- [Short exercise] Reproduce every line of the entries below, requests included, but scale each point coordinate in the answers by 0.65 and round it to the nearest whole number, with halves rounding up. Omit the pictures from your output.

- [Data]
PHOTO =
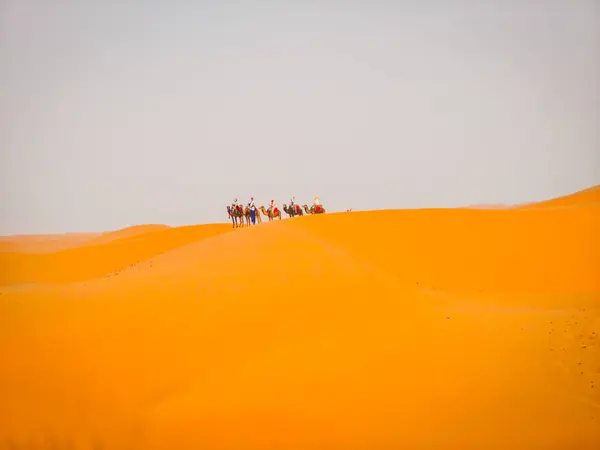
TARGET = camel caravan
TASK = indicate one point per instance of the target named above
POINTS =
(250, 214)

- [Correct response]
PHOTO =
TARGET = camel caravan
TASK = indicate one point per instance of the target named above
POINTS =
(163, 139)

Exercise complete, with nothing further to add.